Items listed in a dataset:
################

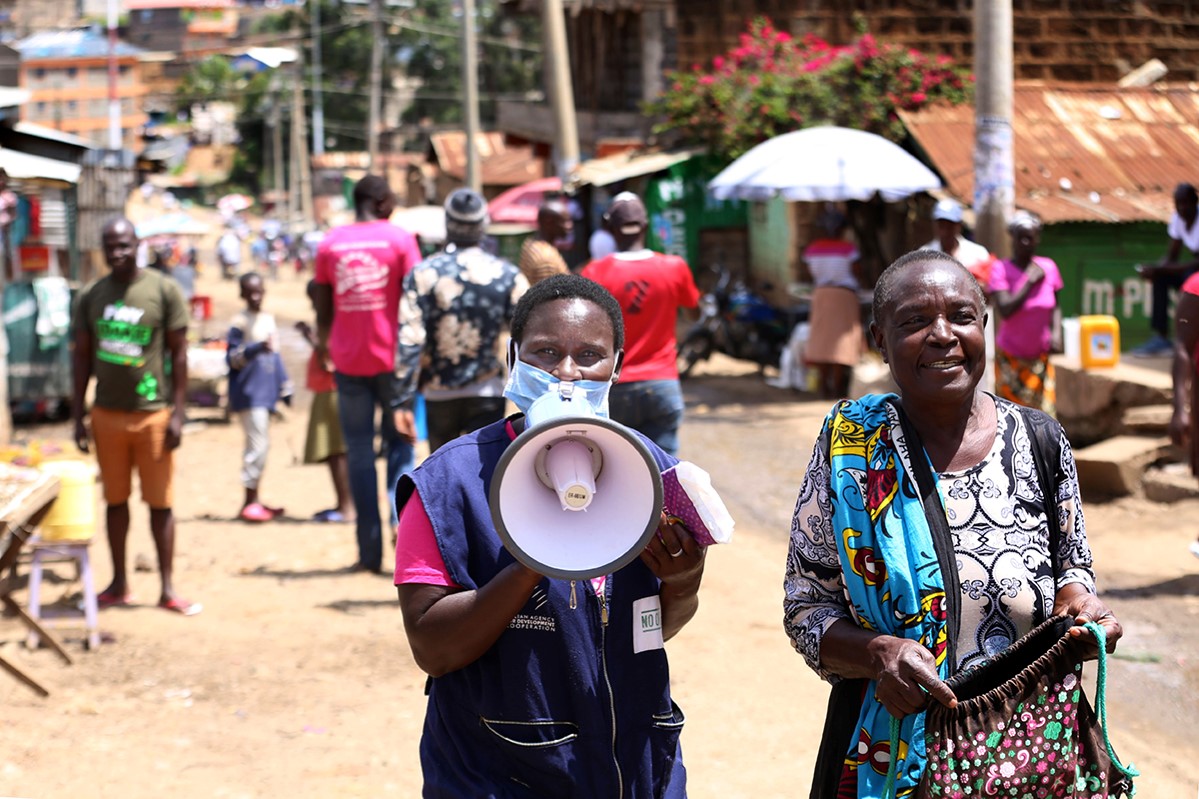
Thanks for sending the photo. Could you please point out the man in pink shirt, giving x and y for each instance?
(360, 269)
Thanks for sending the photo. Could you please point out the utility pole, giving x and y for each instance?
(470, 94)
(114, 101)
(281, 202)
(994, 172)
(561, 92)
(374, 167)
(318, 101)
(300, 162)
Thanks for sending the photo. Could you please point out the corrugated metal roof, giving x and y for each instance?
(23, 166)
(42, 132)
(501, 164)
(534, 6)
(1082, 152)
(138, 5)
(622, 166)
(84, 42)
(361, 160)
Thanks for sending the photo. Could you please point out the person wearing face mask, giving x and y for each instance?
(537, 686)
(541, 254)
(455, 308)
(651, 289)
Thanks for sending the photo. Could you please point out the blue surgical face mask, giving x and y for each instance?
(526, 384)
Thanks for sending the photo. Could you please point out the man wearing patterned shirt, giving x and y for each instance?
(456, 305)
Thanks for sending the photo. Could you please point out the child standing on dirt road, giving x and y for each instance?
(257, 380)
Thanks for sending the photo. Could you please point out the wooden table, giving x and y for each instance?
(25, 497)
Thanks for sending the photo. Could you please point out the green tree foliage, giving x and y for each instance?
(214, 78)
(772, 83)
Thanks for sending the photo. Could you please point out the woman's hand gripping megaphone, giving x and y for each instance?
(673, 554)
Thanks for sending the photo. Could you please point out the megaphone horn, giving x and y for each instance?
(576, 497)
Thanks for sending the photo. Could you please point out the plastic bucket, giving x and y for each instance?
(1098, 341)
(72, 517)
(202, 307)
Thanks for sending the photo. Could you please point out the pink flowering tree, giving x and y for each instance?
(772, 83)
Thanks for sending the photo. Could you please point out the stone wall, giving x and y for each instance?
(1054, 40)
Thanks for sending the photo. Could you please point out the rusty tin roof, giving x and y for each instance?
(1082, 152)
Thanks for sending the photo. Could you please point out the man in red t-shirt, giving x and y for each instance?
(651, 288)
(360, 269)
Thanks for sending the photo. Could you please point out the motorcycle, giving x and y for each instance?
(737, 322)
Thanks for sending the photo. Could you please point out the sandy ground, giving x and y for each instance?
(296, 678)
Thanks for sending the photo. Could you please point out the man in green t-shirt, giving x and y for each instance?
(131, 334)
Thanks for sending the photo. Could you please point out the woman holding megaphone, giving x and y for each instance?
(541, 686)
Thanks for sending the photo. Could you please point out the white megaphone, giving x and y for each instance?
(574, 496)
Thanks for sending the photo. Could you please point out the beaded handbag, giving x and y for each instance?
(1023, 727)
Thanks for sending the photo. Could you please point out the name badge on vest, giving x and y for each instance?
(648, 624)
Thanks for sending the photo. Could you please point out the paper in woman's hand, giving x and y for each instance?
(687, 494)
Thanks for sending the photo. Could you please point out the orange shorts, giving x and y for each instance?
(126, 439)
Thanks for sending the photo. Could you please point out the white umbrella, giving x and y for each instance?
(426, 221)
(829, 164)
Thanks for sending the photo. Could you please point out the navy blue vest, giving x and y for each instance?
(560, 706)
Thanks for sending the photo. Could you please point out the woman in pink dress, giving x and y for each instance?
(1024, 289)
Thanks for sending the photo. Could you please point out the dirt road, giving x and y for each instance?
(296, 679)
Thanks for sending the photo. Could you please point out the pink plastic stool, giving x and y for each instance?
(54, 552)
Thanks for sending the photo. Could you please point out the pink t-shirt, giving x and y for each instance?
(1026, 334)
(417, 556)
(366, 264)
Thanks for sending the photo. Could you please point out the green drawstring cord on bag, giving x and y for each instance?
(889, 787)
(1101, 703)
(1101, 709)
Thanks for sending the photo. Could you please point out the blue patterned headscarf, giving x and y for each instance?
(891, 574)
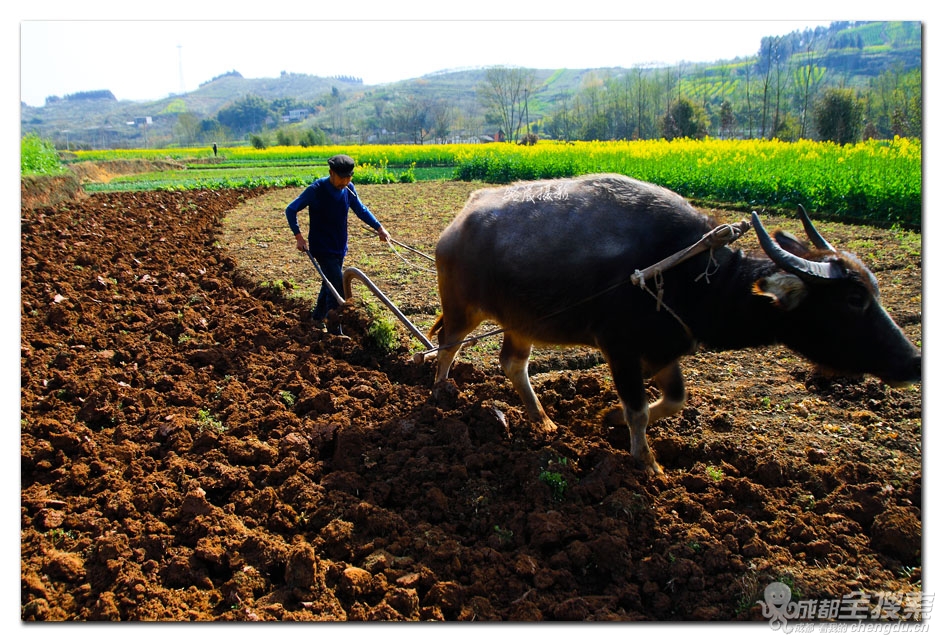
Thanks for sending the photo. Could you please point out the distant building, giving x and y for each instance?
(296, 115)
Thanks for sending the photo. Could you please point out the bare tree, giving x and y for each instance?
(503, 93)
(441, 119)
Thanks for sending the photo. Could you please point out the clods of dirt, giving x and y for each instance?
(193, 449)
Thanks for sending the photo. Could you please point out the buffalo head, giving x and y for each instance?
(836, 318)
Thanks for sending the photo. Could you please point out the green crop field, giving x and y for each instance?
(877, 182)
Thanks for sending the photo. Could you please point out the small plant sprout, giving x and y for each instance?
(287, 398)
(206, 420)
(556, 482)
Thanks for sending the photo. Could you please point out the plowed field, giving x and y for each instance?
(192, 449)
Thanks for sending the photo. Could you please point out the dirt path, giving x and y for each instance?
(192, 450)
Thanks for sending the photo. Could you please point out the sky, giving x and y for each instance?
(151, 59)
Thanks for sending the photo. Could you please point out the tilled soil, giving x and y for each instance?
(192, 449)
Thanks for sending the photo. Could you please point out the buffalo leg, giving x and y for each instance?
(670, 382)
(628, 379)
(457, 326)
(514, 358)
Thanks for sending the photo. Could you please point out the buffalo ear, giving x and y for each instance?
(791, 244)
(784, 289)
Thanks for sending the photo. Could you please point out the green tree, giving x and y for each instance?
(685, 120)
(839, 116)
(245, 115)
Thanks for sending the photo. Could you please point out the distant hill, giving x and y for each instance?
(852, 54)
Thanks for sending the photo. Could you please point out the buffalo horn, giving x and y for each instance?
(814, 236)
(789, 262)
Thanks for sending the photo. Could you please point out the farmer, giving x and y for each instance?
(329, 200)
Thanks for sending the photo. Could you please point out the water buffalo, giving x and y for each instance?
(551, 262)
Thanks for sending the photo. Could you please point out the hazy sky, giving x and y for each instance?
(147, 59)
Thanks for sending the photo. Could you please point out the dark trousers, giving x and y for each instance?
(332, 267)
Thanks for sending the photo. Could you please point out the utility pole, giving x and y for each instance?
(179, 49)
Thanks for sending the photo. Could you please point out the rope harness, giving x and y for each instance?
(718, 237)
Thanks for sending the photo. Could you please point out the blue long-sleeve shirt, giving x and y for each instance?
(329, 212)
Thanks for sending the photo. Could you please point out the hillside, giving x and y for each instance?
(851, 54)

################

Problem to solve: Without the pictures, print all of the records exactly.

Task output:
Thanks for sending the photo. Could you please point out the man in pink shirt, giving x and y for each instance?
(360, 269)
Thanks for sending the photo. Could you please point out the utility pole, giving x and y for each instance?
(470, 94)
(114, 101)
(281, 202)
(994, 172)
(561, 92)
(374, 167)
(318, 101)
(300, 162)
Thanks for sending the photo. Could you please point out the corrugated metal roof, giving x and y for each instance?
(23, 166)
(42, 132)
(501, 164)
(534, 6)
(1082, 152)
(138, 5)
(622, 166)
(84, 42)
(361, 160)
Thanks for sending the photo. Could you please point out the person wearing face mask, giving x and y for each instance?
(537, 686)
(541, 254)
(455, 308)
(651, 289)
Thanks for sending the photo. Could you please point out the blue surgical face mask, giving x and y for each instance?
(526, 384)
Thanks for sending the photo. Could you please point out the man wearing patterned shirt, giving x and y for each instance?
(456, 305)
Thanks for sending the photo. Could you please point out the child standing on dirt road, giving x and y for each instance?
(257, 380)
Thanks for sending the photo. Could you please point out the wooden table, giving x and y for each instance?
(25, 497)
Thanks for sending the photo. Could you please point out the green tree foliage, giving x and y for each instance?
(214, 78)
(772, 83)
Thanks for sending the photo. Could you please point out the woman's hand gripping megaphone, giving x and y for each instance?
(673, 554)
Thanks for sending the photo. Could you please point out the megaphone horn, giving x and y for each instance?
(576, 497)
Thanks for sending the photo. Could you please point out the plastic bucket, giving x and y for each instance?
(1098, 341)
(72, 517)
(202, 307)
Thanks for sending the photo. Could you please point out the pink flowering tree, giving x and y for each instance?
(772, 83)
Thanks for sending the photo. Could you please point out the stone wall, giving x and y for each instance?
(1054, 40)
Thanks for sending the photo. Could you please point out the rusty tin roof, giving x and y for each instance?
(1082, 152)
Thanks for sending the photo. Could you please point out the man in red t-shirt, giving x and y for each instance?
(651, 288)
(360, 269)
Thanks for sending the photo. Could you please point out the motorcycle, giving x and y for each instance?
(737, 322)
Thanks for sending the photo. Could you please point out the sandy ground, giving x and y for each instance?
(296, 678)
Thanks for sending the photo. Could you please point out the man in green t-shirt, giving x and y for each instance?
(131, 334)
Thanks for sending the photo. Could you please point out the woman holding megaphone, giving x and y for each instance?
(541, 686)
Thanks for sending the photo. Could you please point out the white megaphone, giving x and y for each instance?
(574, 496)
Thanks for sending the photo. Could you please point out the beaded handbag, giving x and y for each instance?
(1023, 727)
Thanks for sending the photo. Could you please point out the name badge on vest, giving x and y for each instance?
(648, 624)
Thanks for sending the photo. Could you please point out the paper in woman's hand, giving x and y for each instance?
(687, 494)
Thanks for sending the photo. Could you please point out the orange shorts, giving x and y for each instance?
(126, 439)
Thanks for sending the photo. Could you please point out the white umbrella, giving x and y for each instance?
(426, 221)
(829, 164)
Thanks for sending the photo. Could you please point out the navy blue vest, giving x and y for each instance?
(560, 706)
Thanks for sending the photo. Could you please point out the woman in pink dress, giving x and y for each instance?
(1024, 289)
Thanks for sending the photo. Could you please point out the dirt road, giving x and y for each instance?
(296, 679)
Thanks for sending the photo. Could you please point out the pink plastic stool, giving x and y for each instance?
(54, 552)
Thanks for sending the photo. Could you please point out the pink t-shirt, giving x and y for each instance?
(1026, 334)
(417, 556)
(366, 264)
Thanks for sending the photo. Could you please point out the green drawstring cord on bag, giving x and y for each instance?
(889, 787)
(1101, 703)
(1101, 709)
Thanks for sending the photo. Could you please point out the blue patterned headscarf, giving x and y for each instance?
(891, 574)
Thanks for sending the photo. Could you please point out the distant building, giving x and y for each instance?
(296, 115)
Thanks for sending the photo. Could you please point out the bare tree, giving x and y for each instance?
(503, 93)
(441, 119)
Thanks for sending the photo. Could you please point out the clods of dirt, giving x and y for each instance?
(193, 449)
Thanks for sending the photo. Could you please point out the buffalo head, giving x and y for each instance?
(836, 318)
Thanks for sending the photo. Could you please point out the green crop field, giving x and y for each instance?
(877, 182)
Thanks for sending the photo. Could you please point out the small plant sprout, giving x and y for each instance?
(287, 398)
(206, 420)
(556, 482)
Thanks for sending the photo. Could you please point out the plowed field, giving x and y for each instance?
(192, 449)
Thanks for sending the photo. Could you please point out the dirt path, giving x and y for each instance?
(192, 450)
Thanks for sending the photo. Could you please point out the sky, giving x and y for each instance?
(151, 59)
Thanks for sending the photo. Could you please point out the tilled soil, giving x and y for each instance?
(192, 449)
Thanks for sending the photo. Could you please point out the buffalo leg, giving x and y for each instance?
(670, 382)
(628, 379)
(457, 326)
(514, 358)
Thanks for sending the photo. Could you please point out the buffalo ear, giving x and y for each instance?
(791, 244)
(784, 289)
Thanks for sending the photo. Could you please point out the green tree, giving x and y for each instance?
(685, 120)
(839, 116)
(245, 115)
Thanks for sending the photo. Could you please point out the distant hill, giving x and y for each instance?
(852, 54)
Thanks for sending the photo. Could you please point out the buffalo horn, giving x and y for each instance?
(814, 236)
(789, 262)
Thanks for sending the photo. Could you please point out the farmer, giving x and y for each instance?
(329, 200)
Thanks for sending the photo. Could you please point out the water buffalo, giving x and y for each instance?
(551, 262)
Thanks for sending the photo. Could you please point out the hazy sky, giving x and y for each instance?
(147, 59)
Thanks for sending the photo. Could you please point out the dark trousers, giving x and y for each instance?
(332, 267)
Thanks for sending the photo. Could you please point out the utility pole, giving x and y for each instance?
(179, 49)
Thanks for sending the photo. Could you please point out the rope harness, giving x and y for each instance?
(718, 237)
Thanks for sending the photo. Could you please point out the blue long-sleeve shirt, giving x and y for each instance?
(329, 212)
Thanks for sending the photo. Could you please point out the hillside, giving x and y for each instance?
(851, 54)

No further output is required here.